# [Short problem A]
In the records below, locate every line that contains the string "bird" and copy each such line. Matching is case-sensitive.

# [Page extract]
==========

The research that I do is in education policy, so I straddle social science and education. In the past five years, I’ve started to look specifically at arts education, and its influence on education outcomes, and even broader outcomes.

If you really want to know if the arts, say, reduce high school drop out rates, you randomly assign students into an arts course – and others you do not – and you track the performance of both groups. By doing that, you are controlling for all of those things that might be driving someone’s decisions. Of course, that’s not how public schools work. You don’t randomly assign kids to their classes. You don’t even randomly assign kids to their schools.

If we look at observational data, what can we see about arts participation impact on high school drop out rates?  What would our theory be?  Why is it that artistic participation matters?  When we think about why, when we look at the studies of past dropouts, we’re definitely going to hear that they failed their classes, right?  They get to a point they don’t really see how to be successful: “Why should I be spending my time in this way if I’m not going to pass?”  You hear things like, “It’s boring” or, “It’s irrelevant to my life.”  When you look at what arts advocates very strongly support, it’s a theory of engagement.  And so, figuring out the engagement piece is a really important part of the puzzle.

==========

(Records from a collection)

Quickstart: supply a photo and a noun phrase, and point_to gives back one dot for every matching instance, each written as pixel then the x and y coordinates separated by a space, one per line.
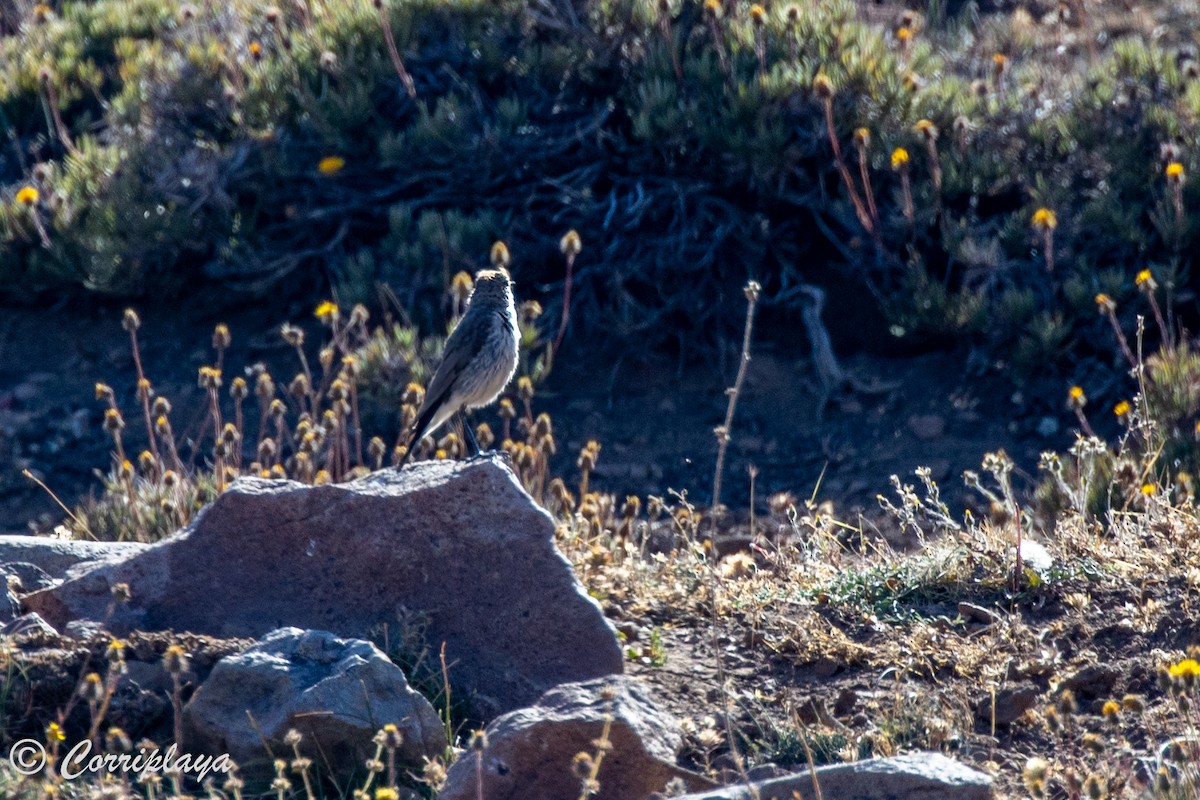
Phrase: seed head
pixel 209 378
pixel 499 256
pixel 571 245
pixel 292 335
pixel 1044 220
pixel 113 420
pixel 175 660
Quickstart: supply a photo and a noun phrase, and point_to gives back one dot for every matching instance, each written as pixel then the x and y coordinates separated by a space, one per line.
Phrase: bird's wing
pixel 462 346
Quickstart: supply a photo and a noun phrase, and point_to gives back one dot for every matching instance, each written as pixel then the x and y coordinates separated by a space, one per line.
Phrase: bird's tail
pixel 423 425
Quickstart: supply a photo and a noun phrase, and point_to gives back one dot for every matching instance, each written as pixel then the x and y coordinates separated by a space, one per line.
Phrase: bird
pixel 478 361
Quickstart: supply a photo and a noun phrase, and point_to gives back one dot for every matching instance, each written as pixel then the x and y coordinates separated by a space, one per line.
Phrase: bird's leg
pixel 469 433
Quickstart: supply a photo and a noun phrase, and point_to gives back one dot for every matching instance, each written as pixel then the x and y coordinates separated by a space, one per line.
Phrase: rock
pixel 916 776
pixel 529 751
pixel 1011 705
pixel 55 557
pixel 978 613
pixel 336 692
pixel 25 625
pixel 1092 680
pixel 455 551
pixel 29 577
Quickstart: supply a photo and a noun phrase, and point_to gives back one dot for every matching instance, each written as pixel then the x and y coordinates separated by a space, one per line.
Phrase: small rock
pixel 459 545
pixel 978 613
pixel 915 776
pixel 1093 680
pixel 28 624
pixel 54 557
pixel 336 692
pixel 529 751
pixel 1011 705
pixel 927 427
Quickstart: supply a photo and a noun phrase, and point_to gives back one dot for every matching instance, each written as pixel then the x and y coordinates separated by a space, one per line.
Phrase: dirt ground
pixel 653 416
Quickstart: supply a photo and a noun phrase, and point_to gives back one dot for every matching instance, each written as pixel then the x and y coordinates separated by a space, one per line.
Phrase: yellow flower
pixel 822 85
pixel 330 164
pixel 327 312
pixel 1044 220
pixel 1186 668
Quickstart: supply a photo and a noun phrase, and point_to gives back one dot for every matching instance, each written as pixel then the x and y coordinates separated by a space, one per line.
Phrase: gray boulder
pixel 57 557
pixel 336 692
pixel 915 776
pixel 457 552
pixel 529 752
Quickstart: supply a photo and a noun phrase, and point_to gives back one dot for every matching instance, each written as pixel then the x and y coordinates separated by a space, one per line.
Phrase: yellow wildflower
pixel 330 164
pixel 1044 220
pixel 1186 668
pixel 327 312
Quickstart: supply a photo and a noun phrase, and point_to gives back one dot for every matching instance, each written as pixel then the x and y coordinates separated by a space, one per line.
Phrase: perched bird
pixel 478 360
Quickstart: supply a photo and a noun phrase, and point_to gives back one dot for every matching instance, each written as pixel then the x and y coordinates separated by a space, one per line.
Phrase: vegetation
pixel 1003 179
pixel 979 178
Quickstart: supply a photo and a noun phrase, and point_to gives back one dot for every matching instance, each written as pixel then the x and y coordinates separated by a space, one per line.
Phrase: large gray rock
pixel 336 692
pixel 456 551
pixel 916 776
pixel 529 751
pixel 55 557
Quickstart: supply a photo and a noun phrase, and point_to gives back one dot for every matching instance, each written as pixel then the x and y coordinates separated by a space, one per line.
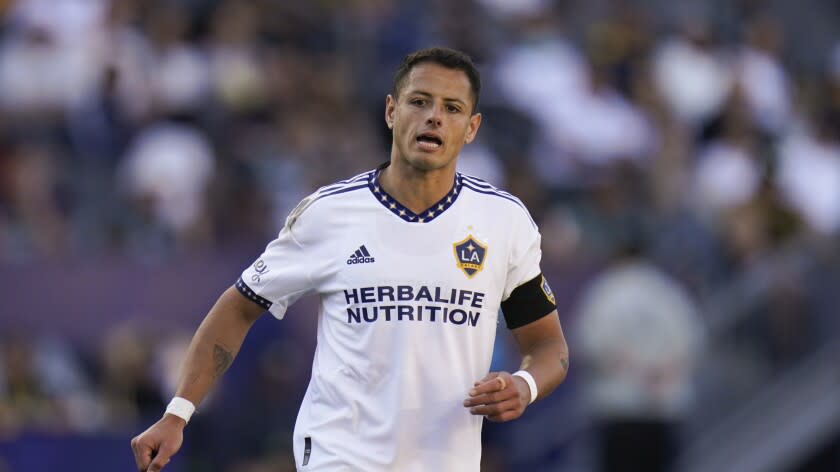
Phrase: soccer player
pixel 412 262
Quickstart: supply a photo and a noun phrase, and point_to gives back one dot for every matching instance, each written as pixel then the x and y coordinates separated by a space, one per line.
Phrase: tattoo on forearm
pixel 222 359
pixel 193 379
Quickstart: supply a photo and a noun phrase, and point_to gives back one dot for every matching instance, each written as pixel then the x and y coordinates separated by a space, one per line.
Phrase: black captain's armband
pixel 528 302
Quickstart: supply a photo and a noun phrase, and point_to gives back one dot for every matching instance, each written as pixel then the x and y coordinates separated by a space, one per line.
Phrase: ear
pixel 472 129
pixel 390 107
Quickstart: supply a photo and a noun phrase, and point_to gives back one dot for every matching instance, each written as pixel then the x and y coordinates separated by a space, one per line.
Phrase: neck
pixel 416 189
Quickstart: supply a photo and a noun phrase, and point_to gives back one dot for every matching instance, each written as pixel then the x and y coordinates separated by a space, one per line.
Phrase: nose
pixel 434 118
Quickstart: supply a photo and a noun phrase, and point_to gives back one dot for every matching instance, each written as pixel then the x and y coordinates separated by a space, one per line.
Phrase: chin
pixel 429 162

==========

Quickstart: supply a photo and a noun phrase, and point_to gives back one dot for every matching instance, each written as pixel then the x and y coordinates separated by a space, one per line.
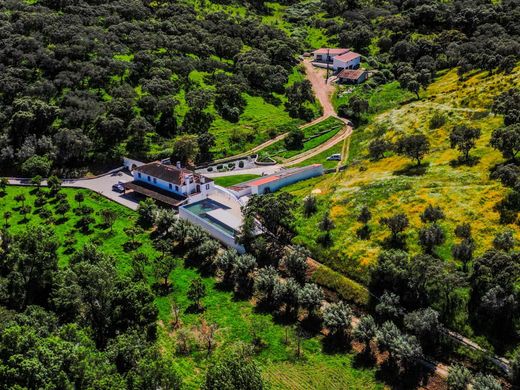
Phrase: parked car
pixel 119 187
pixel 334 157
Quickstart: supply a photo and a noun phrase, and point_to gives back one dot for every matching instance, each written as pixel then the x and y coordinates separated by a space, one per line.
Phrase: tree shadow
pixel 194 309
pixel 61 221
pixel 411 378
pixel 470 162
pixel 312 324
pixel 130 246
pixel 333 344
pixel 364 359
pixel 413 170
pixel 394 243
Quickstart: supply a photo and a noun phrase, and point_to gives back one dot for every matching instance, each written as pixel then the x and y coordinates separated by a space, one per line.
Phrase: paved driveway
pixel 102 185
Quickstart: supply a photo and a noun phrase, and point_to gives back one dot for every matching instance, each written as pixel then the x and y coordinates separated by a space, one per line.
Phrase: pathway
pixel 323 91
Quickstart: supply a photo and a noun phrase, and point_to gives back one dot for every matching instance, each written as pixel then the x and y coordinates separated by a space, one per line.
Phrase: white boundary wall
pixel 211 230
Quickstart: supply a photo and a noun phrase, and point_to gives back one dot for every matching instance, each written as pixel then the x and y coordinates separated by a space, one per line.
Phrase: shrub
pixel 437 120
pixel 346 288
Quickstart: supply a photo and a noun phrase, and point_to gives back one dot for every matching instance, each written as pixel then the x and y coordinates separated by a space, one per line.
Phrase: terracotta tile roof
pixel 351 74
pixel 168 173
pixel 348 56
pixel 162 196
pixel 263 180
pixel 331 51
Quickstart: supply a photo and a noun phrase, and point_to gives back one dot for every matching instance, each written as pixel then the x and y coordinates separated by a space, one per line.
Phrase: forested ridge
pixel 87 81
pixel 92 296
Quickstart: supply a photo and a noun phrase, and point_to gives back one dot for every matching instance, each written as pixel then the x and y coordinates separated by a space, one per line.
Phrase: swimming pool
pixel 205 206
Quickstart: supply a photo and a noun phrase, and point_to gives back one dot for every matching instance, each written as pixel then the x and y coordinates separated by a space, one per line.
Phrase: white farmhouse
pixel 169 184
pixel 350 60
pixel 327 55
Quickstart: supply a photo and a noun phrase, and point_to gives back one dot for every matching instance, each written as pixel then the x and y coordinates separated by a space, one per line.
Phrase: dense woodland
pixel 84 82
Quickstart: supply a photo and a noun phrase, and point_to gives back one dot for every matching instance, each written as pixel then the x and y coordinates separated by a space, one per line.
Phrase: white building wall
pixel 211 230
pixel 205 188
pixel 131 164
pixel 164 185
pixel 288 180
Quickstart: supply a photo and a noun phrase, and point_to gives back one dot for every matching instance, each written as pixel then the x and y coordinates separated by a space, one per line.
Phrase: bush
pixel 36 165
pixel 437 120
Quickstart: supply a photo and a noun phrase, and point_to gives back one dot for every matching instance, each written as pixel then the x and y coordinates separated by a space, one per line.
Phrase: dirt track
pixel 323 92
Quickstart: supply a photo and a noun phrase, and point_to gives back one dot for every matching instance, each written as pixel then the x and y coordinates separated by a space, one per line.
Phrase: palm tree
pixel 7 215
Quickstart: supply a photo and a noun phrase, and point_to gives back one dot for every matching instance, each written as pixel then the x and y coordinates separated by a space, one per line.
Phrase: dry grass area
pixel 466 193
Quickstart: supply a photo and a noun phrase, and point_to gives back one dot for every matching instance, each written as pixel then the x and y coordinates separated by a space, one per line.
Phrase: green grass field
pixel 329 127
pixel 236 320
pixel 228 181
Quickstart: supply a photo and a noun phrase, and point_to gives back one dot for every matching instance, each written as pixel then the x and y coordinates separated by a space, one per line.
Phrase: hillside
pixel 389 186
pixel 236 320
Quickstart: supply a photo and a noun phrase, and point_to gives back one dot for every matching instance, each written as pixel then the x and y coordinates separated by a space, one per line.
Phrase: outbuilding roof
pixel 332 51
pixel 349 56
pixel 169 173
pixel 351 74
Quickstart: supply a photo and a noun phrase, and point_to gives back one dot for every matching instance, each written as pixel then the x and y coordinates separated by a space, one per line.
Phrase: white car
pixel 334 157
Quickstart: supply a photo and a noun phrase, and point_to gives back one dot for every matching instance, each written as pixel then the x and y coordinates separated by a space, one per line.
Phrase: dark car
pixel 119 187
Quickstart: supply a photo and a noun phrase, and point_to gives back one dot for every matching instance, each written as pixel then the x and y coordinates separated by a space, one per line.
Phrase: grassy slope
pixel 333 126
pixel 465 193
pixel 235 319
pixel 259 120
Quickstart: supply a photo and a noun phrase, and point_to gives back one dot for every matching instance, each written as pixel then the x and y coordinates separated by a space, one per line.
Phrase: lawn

==========

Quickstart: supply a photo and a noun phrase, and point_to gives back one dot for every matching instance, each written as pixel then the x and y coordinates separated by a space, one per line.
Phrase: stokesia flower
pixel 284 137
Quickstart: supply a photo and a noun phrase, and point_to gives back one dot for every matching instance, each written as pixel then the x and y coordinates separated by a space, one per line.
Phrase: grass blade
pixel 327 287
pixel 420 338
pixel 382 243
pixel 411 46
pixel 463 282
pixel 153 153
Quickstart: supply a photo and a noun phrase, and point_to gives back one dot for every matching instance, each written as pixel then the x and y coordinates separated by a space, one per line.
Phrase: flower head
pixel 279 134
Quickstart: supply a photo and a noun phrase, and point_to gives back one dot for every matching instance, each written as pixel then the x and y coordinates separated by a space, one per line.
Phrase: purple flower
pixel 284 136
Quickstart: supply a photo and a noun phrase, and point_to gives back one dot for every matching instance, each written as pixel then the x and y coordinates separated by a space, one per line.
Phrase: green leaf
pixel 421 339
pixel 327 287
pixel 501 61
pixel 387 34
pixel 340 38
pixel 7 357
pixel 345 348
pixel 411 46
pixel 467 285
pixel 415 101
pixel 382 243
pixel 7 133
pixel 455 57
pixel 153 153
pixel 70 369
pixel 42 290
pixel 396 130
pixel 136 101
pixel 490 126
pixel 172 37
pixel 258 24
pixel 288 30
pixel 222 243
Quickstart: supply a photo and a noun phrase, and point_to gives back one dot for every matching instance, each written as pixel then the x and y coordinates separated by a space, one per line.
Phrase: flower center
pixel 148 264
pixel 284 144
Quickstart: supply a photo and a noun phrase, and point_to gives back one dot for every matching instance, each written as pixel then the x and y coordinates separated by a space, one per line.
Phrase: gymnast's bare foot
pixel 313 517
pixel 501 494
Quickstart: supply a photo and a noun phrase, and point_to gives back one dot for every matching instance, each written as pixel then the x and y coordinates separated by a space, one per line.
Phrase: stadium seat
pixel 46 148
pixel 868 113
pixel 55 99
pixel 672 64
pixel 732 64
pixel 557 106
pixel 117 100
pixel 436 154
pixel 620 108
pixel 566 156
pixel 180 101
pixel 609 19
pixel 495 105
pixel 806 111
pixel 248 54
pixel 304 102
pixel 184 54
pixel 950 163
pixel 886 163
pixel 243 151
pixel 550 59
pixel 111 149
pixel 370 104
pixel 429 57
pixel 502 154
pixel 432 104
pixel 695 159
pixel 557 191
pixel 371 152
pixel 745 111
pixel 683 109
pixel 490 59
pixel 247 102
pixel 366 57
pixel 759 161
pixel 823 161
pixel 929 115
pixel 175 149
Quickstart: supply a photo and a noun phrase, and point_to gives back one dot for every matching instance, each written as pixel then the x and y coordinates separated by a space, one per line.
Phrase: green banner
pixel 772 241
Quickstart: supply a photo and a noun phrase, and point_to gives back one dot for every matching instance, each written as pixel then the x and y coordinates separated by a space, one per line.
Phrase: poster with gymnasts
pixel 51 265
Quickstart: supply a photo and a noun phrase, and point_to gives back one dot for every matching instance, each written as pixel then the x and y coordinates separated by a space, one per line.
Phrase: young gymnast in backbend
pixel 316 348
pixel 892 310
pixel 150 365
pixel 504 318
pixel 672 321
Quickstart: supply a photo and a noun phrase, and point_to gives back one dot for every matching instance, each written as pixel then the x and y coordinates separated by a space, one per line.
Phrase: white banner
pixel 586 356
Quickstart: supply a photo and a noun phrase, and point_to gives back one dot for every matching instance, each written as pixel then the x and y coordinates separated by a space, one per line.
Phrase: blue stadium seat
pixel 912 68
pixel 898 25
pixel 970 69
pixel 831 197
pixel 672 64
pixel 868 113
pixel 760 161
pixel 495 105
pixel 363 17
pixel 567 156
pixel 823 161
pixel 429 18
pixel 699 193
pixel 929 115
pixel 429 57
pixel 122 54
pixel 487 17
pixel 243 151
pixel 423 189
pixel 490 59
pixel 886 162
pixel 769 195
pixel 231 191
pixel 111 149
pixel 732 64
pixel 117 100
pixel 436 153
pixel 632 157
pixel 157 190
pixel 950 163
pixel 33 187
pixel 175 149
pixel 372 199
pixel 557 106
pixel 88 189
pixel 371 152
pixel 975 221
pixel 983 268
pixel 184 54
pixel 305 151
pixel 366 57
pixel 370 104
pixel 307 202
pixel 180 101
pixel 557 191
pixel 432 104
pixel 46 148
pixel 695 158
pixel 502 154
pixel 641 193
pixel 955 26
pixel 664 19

==========

# [Short problem B]
According to the passage on arts education, what theory do arts advocates very strongly support?

# [Output A]
Phrase: bird's wing
Phrase: bird's tail
Phrase: bird
Phrase: bird's leg
Phrase: perched bird

# [Output B]
A theory of engagement.